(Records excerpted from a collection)
--- begin ---
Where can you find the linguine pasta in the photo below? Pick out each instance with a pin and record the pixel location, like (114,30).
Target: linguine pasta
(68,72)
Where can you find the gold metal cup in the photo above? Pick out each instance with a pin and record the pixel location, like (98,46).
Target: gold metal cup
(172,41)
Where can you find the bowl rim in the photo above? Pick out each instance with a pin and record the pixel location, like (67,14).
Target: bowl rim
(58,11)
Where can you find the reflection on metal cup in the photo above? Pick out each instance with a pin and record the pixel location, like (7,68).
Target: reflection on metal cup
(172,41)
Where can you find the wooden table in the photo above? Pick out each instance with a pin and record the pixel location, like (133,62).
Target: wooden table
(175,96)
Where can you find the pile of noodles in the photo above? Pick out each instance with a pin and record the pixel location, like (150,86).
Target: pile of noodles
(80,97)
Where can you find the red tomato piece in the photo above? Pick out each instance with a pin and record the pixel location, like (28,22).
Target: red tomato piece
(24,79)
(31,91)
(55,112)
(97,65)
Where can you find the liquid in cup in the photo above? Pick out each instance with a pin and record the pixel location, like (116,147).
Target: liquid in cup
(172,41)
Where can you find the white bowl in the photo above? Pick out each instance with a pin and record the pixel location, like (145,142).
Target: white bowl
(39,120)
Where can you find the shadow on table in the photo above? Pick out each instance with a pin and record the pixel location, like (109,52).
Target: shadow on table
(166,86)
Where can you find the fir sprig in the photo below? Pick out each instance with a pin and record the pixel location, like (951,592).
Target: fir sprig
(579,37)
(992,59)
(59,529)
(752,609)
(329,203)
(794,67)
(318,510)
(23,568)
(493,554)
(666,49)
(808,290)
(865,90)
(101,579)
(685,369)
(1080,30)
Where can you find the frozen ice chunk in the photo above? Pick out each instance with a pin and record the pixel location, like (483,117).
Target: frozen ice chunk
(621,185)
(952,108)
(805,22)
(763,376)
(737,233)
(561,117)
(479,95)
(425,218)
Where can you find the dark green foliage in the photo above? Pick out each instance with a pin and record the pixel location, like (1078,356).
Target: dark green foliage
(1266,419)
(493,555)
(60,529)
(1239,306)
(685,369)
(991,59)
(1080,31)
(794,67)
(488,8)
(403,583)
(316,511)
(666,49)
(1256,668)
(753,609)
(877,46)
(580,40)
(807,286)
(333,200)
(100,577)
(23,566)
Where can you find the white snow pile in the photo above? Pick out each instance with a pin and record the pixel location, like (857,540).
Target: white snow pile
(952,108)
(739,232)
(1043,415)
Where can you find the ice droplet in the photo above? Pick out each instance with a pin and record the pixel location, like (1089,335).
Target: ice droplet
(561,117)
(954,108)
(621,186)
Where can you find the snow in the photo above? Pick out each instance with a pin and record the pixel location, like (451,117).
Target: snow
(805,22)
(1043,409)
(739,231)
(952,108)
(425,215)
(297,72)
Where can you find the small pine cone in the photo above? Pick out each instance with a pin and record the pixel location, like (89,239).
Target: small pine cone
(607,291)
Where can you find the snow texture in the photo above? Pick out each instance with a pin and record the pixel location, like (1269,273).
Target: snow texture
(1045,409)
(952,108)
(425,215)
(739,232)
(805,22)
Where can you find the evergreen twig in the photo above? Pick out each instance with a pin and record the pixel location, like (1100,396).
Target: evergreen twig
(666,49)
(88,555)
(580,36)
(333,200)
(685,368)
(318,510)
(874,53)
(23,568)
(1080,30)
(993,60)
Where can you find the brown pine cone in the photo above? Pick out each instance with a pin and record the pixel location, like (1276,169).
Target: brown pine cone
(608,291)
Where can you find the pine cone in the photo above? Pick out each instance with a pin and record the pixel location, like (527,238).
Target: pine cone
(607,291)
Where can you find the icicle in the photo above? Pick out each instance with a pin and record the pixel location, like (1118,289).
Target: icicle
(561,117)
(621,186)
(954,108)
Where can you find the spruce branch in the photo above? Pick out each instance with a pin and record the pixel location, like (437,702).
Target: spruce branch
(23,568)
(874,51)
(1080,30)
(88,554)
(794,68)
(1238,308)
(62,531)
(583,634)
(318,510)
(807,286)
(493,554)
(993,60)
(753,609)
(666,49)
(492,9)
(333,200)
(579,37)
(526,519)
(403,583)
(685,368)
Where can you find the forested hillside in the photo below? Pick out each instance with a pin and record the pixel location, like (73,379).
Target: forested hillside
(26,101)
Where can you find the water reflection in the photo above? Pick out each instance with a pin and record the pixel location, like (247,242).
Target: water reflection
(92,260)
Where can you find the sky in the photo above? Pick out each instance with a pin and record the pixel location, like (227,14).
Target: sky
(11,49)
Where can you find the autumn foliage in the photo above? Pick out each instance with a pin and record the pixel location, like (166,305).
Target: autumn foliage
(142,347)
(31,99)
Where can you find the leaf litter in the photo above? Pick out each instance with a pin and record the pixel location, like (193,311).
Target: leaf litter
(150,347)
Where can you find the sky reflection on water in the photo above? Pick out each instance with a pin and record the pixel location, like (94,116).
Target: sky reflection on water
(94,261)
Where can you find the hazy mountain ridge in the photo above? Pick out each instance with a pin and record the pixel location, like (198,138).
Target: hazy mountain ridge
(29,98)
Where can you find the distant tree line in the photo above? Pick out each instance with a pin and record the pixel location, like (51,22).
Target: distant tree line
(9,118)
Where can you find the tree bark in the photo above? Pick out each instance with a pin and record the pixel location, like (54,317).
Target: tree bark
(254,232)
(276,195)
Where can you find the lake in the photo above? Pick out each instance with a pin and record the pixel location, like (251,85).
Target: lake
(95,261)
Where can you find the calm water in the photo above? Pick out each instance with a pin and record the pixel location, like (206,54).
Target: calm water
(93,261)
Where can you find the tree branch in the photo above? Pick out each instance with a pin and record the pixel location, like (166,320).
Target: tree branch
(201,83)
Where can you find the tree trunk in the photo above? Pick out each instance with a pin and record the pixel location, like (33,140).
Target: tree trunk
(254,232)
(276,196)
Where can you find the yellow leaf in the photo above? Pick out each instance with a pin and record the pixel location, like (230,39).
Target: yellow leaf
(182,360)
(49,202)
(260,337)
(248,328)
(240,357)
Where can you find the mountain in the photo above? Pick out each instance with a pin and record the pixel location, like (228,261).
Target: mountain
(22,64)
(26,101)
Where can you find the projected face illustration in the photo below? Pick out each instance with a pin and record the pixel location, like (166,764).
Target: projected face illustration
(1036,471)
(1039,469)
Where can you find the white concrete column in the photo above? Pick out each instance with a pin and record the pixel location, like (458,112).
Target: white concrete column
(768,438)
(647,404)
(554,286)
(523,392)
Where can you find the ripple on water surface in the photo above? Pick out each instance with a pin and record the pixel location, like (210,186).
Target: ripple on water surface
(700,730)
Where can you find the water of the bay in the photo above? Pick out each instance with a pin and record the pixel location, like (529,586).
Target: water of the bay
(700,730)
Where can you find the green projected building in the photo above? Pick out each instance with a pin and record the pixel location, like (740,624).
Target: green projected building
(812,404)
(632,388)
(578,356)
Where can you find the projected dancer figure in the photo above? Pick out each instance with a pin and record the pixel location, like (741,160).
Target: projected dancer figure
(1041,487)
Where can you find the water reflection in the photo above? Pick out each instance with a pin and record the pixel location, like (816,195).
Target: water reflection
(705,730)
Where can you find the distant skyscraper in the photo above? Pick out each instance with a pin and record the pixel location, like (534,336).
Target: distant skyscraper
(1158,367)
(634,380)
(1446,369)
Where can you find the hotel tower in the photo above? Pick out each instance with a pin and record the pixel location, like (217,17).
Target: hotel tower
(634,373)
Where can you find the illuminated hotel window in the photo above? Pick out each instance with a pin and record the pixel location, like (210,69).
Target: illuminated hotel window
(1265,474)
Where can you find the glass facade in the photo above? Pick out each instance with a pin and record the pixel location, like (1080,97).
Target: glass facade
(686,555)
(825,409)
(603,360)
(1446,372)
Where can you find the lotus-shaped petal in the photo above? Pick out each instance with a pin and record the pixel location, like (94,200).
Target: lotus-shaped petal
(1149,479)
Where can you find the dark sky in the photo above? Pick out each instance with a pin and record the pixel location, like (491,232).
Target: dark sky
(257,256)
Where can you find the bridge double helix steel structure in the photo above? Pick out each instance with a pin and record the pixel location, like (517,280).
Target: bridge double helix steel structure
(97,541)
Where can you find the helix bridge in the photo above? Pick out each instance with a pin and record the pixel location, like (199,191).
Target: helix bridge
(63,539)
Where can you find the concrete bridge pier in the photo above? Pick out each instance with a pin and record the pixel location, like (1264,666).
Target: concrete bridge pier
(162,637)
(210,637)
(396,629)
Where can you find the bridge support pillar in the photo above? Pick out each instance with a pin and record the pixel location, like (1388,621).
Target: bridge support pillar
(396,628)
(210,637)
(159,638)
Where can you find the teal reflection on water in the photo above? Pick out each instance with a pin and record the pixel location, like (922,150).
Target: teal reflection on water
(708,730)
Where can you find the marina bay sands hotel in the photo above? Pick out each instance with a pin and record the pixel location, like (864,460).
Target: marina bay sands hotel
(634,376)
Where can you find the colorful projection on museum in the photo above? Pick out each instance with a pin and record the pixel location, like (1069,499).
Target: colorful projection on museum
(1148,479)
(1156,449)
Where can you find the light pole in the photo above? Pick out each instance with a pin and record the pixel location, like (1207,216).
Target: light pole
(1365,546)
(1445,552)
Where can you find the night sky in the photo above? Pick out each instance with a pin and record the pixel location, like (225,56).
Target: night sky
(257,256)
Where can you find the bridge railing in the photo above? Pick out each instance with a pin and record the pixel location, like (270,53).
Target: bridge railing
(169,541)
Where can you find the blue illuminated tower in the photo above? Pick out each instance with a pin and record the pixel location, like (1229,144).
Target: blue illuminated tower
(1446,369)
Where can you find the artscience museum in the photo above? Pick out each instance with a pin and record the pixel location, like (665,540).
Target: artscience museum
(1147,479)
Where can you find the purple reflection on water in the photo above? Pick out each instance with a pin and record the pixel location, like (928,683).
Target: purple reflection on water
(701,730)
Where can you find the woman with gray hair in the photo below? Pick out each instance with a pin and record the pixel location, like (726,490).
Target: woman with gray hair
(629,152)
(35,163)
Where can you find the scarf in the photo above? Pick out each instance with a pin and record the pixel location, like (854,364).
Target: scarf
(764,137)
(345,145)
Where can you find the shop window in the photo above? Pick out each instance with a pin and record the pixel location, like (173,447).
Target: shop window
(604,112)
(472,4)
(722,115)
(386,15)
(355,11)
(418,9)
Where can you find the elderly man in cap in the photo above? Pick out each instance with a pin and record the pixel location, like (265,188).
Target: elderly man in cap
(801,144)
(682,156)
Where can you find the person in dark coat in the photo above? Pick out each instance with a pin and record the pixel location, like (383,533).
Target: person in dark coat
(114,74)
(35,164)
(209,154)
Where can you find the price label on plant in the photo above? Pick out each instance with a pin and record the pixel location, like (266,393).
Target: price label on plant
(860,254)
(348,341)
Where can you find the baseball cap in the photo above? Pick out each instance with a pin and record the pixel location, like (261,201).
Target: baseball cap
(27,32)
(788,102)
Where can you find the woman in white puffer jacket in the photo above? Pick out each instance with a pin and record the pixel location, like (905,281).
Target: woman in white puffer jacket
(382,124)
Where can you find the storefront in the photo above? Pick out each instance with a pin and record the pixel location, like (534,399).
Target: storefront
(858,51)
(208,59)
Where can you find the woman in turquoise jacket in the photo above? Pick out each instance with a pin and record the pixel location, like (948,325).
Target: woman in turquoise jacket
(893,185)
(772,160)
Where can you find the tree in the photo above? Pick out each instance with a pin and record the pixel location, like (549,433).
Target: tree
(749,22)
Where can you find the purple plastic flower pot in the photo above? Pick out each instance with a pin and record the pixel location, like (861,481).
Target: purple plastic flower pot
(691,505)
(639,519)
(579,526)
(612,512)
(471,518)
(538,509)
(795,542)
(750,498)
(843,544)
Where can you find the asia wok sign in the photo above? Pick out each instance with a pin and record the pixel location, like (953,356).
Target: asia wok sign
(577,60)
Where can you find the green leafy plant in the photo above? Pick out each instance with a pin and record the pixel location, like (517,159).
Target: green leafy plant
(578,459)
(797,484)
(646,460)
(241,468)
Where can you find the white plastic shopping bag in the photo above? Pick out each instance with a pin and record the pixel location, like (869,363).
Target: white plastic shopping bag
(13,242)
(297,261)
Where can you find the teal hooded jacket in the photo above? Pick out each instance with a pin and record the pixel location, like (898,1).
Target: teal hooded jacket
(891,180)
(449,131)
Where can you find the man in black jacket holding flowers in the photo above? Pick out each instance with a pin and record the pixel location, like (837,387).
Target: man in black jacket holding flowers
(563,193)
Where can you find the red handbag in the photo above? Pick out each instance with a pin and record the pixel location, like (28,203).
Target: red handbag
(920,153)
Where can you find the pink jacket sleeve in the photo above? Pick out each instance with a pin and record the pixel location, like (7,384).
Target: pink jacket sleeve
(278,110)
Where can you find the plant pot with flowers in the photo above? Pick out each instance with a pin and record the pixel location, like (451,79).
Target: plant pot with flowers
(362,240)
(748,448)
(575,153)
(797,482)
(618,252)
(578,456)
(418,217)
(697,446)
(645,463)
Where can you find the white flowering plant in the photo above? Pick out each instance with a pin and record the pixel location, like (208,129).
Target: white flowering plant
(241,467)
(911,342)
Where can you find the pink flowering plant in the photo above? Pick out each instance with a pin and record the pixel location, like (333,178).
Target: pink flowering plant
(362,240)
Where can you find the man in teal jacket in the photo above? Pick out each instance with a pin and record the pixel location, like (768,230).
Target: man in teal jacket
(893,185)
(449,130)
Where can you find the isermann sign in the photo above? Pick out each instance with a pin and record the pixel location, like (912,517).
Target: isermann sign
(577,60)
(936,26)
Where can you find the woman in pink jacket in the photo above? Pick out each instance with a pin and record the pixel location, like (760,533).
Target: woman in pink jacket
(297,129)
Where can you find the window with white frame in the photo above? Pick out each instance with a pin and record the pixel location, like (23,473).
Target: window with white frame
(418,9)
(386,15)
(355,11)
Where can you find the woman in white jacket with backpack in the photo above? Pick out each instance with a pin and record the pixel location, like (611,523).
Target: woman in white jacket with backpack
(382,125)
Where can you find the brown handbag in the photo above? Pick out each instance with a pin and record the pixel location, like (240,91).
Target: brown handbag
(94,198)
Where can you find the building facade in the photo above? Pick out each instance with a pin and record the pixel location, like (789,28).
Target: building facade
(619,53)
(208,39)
--- end ---
Reproduce only the lines running from the one that contains "Where can you find the woman in white jacket" to the last line of the records.

Where can you find the woman in white jacket with backpack in the photo above? Pick out each instance with a pin and record the pixel location, like (611,523).
Target: woman in white jacket with backpack
(382,125)
Where can you find the brown handbag in the photo above? Pick out each instance with a pin and record the pixel location, like (240,91).
Target: brown handbag
(94,198)
Where can you find the building facade in the photo above? Pick out each instance with a pin and record the pixel location, like (789,28).
Target: building facade
(619,53)
(208,39)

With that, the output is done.